Written task
Repeat exactly, and only, the lines from the one holding "point: hazy sky, one" through the last line of the records below.
##########
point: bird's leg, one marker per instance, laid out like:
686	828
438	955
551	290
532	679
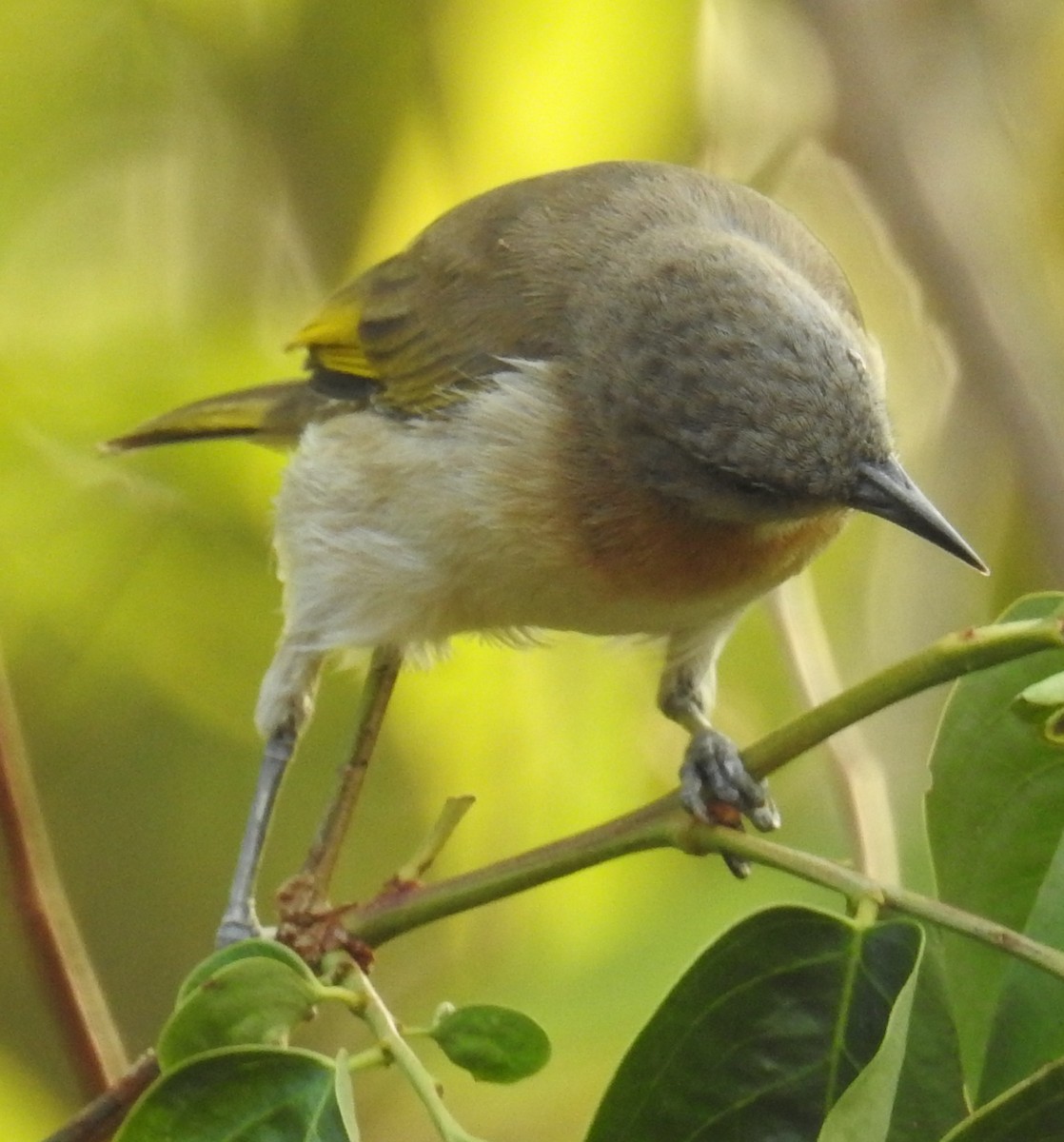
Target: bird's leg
239	920
285	703
715	783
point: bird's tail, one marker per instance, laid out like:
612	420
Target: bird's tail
273	415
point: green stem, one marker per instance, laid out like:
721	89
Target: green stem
392	915
950	658
857	888
367	1005
664	822
654	826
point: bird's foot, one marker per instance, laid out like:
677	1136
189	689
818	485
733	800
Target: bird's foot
719	789
239	924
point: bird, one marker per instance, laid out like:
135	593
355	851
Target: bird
621	399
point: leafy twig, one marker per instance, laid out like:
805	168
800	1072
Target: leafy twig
360	994
373	701
664	823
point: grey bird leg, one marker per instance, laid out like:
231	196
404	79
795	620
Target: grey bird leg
239	920
713	770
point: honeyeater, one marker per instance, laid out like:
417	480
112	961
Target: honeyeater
622	399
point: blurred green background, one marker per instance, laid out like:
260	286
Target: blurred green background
183	183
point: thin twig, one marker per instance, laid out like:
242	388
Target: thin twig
854	885
373	701
451	815
858	778
663	822
59	949
366	1003
101	1118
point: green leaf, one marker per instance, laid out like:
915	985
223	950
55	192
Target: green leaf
1046	692
241	1095
1031	1112
249	999
246	949
493	1044
931	1091
1028	1028
865	1107
764	1033
345	1096
995	817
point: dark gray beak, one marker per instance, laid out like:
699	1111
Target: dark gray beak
884	489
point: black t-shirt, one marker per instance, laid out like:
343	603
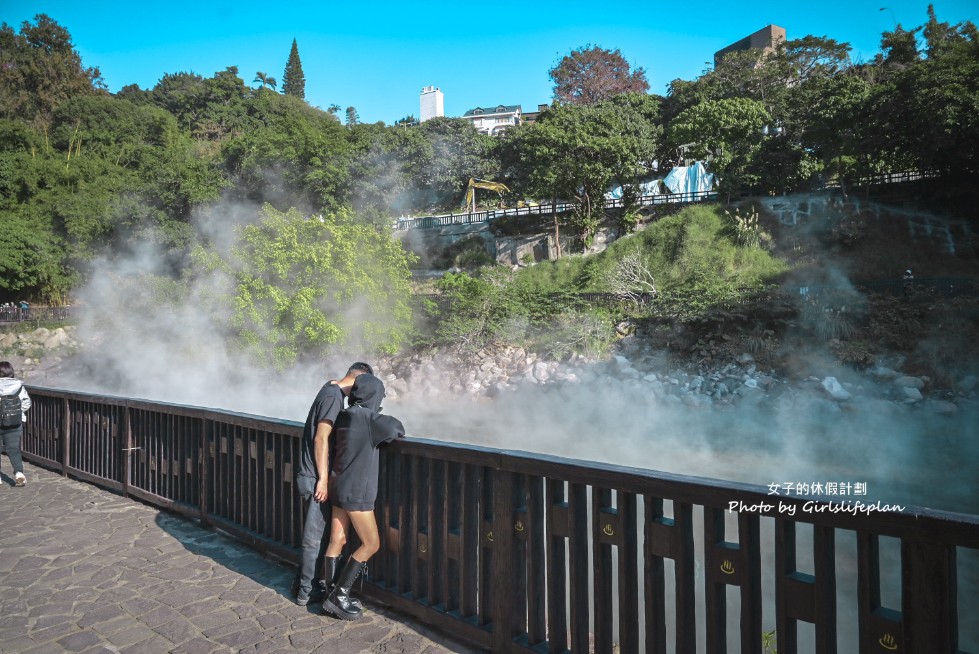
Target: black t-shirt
360	430
327	406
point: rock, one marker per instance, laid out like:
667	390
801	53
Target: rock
941	407
696	400
966	385
621	362
883	372
835	390
912	394
56	339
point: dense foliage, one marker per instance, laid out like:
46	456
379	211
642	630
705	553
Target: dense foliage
300	285
86	174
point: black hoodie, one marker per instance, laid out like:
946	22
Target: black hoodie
360	429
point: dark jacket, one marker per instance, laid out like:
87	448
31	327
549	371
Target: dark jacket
360	430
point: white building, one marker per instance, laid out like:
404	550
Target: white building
432	103
493	120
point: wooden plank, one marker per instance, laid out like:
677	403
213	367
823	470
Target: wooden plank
471	539
714	590
928	597
685	559
824	567
658	531
506	583
603	618
578	566
750	548
557	566
536	562
628	573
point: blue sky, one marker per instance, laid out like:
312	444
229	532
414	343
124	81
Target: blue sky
377	56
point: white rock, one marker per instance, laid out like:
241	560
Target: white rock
912	394
835	390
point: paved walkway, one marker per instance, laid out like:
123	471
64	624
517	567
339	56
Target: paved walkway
85	570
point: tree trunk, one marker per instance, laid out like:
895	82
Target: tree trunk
557	229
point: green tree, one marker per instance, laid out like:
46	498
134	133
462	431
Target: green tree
304	287
265	80
728	134
40	69
592	74
293	80
292	155
575	153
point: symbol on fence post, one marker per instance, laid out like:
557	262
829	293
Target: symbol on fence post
887	642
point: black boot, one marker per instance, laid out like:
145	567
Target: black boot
339	602
332	565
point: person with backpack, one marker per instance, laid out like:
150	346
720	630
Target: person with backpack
360	431
14	402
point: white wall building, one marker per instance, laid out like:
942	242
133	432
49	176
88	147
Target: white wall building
432	103
493	120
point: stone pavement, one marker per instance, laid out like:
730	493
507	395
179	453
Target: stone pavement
85	570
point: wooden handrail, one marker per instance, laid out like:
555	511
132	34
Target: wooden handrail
522	552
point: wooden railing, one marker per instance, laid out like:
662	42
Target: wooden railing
430	222
520	552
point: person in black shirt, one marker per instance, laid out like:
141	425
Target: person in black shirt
313	476
359	431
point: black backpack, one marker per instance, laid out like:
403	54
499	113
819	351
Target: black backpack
11	413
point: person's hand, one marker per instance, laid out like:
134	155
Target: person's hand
322	490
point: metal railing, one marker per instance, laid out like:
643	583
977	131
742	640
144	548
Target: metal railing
431	222
36	314
520	552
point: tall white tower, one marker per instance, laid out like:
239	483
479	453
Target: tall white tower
432	103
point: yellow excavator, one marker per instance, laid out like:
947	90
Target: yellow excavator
481	183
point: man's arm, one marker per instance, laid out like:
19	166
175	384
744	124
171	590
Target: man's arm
321	454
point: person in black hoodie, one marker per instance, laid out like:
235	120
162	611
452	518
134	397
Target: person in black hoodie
15	402
360	430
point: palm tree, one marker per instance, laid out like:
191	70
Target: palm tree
265	80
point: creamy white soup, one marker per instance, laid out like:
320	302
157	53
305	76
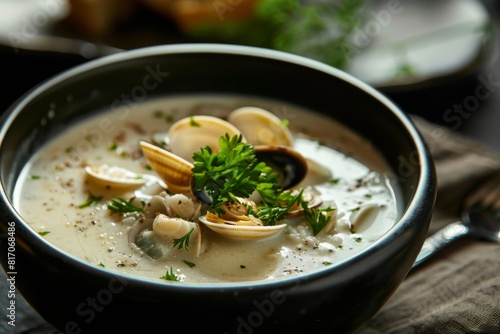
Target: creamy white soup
345	189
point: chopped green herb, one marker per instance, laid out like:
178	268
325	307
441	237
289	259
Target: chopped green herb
169	118
334	181
317	218
189	264
113	146
170	276
122	205
183	242
90	200
193	122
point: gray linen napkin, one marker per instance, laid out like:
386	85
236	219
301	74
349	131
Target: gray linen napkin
458	291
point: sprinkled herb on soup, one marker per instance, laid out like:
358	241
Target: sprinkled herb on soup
208	189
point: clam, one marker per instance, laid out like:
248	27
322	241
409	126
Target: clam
115	177
173	228
243	232
172	169
260	127
290	165
236	222
160	224
190	134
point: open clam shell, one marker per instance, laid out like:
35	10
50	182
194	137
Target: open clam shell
288	163
172	169
261	127
242	232
190	134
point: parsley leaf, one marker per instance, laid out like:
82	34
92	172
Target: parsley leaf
122	205
183	242
170	276
232	172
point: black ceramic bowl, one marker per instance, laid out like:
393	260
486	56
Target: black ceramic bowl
76	297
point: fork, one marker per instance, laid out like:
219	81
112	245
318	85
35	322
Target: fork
480	219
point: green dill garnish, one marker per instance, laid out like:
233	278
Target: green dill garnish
193	122
90	200
122	205
170	276
183	242
189	264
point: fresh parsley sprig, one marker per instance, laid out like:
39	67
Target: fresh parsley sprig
232	172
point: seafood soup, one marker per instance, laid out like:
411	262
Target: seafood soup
208	189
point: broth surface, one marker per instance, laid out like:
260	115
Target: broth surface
51	193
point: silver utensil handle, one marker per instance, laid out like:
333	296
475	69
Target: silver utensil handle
439	240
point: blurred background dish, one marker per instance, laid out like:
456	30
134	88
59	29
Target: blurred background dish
426	55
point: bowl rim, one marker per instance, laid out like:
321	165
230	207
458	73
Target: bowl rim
426	167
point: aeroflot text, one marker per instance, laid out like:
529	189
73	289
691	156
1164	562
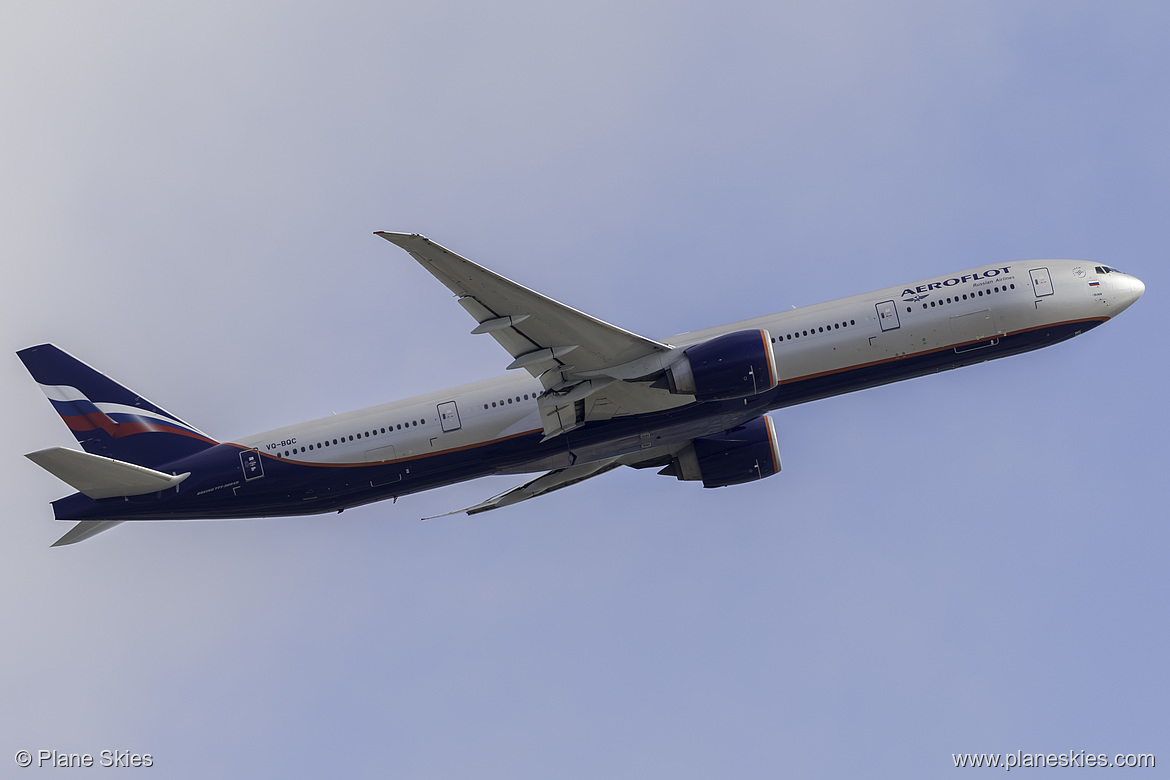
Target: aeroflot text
958	280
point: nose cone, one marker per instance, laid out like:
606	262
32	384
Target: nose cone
1129	290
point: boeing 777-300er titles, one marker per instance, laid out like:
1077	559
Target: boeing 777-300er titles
587	397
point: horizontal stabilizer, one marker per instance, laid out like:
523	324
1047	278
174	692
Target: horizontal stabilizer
102	477
84	530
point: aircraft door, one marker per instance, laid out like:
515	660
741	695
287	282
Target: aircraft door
887	316
250	463
1041	282
448	416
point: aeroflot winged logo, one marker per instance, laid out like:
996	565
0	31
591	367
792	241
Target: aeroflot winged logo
922	291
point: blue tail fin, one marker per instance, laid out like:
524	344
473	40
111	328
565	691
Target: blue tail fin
107	418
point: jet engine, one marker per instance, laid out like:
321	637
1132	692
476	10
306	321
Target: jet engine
744	454
725	367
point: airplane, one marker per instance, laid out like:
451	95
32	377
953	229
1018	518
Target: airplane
580	398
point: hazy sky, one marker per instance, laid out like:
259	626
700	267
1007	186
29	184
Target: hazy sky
972	561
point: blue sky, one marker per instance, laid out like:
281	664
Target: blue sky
965	563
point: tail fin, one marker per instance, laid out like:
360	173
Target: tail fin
108	419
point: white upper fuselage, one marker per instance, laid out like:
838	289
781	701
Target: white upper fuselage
963	311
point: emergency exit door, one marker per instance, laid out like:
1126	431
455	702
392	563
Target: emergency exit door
887	316
1041	282
448	416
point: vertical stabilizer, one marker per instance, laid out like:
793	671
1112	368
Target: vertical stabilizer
108	419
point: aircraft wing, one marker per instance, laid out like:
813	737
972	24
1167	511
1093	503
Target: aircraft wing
559	478
545	483
558	344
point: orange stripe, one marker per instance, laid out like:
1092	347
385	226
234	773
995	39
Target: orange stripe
400	460
942	349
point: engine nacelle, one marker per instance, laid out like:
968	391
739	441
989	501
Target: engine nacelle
744	454
730	366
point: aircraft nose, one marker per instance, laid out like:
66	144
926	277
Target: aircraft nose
1129	289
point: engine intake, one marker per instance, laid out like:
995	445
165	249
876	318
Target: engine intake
744	454
730	366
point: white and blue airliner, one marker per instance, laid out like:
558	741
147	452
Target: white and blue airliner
##########
The answer
point: hazy sky, one marker per instance, laid out like:
259	626
700	267
1007	186
29	184
Target: hazy sky
972	561
point: blue sky, one marker per instance, laid out like:
281	664
Target: blue sky
965	563
point: tail fin, one marker per instance, laid out like:
360	173
Target: tail fin
108	419
point: white upper fuselage, one marker per instance, laid out like:
838	289
781	701
Target: white upper fuselage
963	311
point: emergency exit door, one marker per instance, laid out like:
1126	431
455	702
392	563
Target: emergency exit door
887	316
1041	282
448	416
point: vertical stabilizer, one marker per instance, laid out like:
793	671
1112	368
Target: vertical stabilizer
108	419
point: aircraft wing, one marker per instance, laid out like:
813	737
972	24
1167	511
1093	503
Target: aircraft wing
559	478
545	483
558	344
point: orange stripe, one marker per instance, laid out like:
1092	347
385	226
234	773
995	39
Target: orange stripe
400	460
942	349
point: engine nacelle, one marker per instance, laid out like:
968	391
739	441
989	501
Target: engine nacelle
744	454
730	366
point: aircraft nose, one marker per instance, laid out like:
66	144
926	277
Target: aircraft nose
1129	289
point: engine intake, one marker per instance, laid out like:
995	445
165	249
876	318
Target: engine intake
744	454
730	366
point: white and blue airliner, one marker per instance, laid out like:
558	741
147	452
Target: white and blue airliner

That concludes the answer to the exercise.